* [Exercise 1]:
Answer these questions about the forum thread on a reference to a pointer:
(a) Which project's sources was the first poster browsing?
(b) For what two reasons does Jorgen Grahn say he sometimes creates references?
(c) In Jorgen Grahn's example, which reference is used instead of "it->second"?
* [Exercise 2]: Write the next part of the forum thread on a reference to a pointer, starting after its last reply.
-- begin Passage provided --
Reference to pinter

F

Fab

Dear all

I was browsing the OpenFOAM sources a little and I stumbled over types
of the form

T * Tp ( 0 );
T *& Tpr( Tp );

In what particular situation would something like this be useful? I can
only think of that the reference must be initialized?

I am thankful for any feedback!

Thanks
Fab
 
J

Jorgen Grahn

Dear all

I was browsing the OpenFOAM sources a little and I stumbled over types
of the form

T * Tp ( 0 );
T *& Tpr( Tp );

In what particular situation would something like this be useful?

In the situation that applies in OpenFOAM, maybe? What does the rest
of the code tell you?

That said, it seems to me this just creates another (badly chosen)
name "Tpr" for Tp. I fail to see the usefulness of that, but perhaps
I'm missing something.

Sometimes I create references for readability or constness reasons, e.g.

map<int, string>::iterator it = foo();
const string& name = it->second;
// use name instead of it->second

/Jorgen
 
G

gwowen

In what particular situation would something like this be useful?

Maybe in Old Times, after a Tea Party, or A Night Out. Or perhaps by
The Caretaker, The Lover, The Dumb Waiter or any time you fell A
Slight Ache for an adaption of A Remembrance Of Things Past.
-- end Passage provided --
-- begin Material shown --
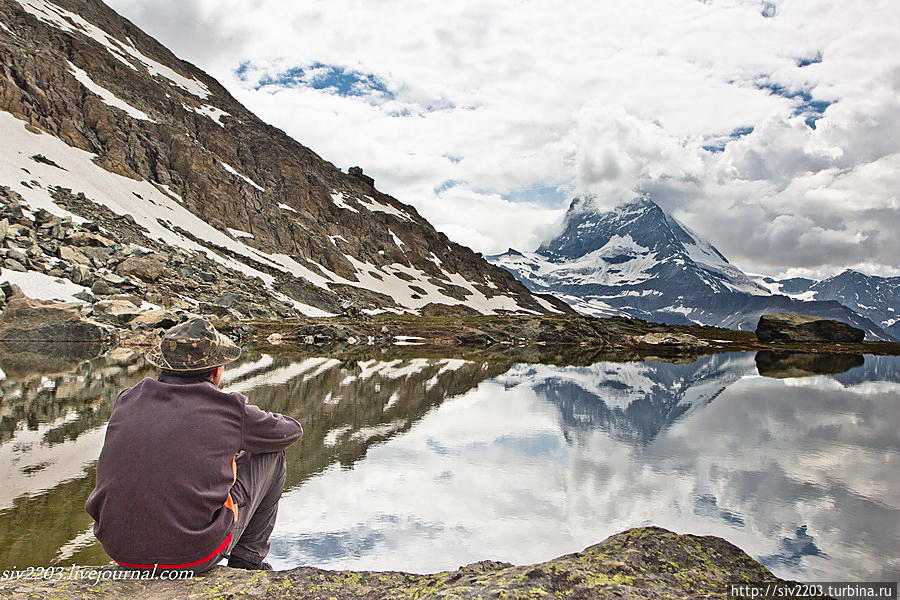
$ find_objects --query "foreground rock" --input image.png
[0,527,780,600]
[756,313,866,343]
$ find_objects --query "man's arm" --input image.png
[241,403,303,454]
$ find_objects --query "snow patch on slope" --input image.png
[0,269,90,304]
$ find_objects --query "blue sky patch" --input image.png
[796,52,822,68]
[703,126,753,152]
[754,81,834,129]
[235,62,394,99]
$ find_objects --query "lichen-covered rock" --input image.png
[638,332,709,348]
[0,527,779,600]
[756,313,866,343]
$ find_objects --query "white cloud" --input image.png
[109,0,900,274]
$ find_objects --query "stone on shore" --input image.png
[0,527,780,600]
[756,313,866,344]
[0,294,117,342]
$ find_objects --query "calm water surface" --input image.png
[0,349,900,581]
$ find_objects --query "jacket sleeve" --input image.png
[241,402,303,454]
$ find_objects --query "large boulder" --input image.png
[637,332,709,348]
[0,295,117,342]
[116,255,166,281]
[756,313,866,344]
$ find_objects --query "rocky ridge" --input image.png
[0,0,565,317]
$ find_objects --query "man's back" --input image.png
-- end Material shown --
* [Exercise output 1]:
(a) OpenFOAM
(b) Readability and constness
(c) name

* [Exercise output 2]:
 
M

Marcel Müller

I was browsing the OpenFOAM sources a little and I stumbled over types
of the form

T * Tp ( 0 );
T *& Tpr( Tp );

In what particular situation would something like this be useful? I can
only think of that the reference must be initialized?

I am using this from time to time.

Example 1:
// Array of pointers to T, that owns it's elements.
template <class T>
class my_vector<T>
{
...
// Add initial (NULL) element
T*& append();
};

class my_element
{ ...
};

my_vector<my_element> array;
array.append() = new my_element();


Example 2:

class my_queue
{
entry* Head;
...
void insert(entry* elem, entry* after)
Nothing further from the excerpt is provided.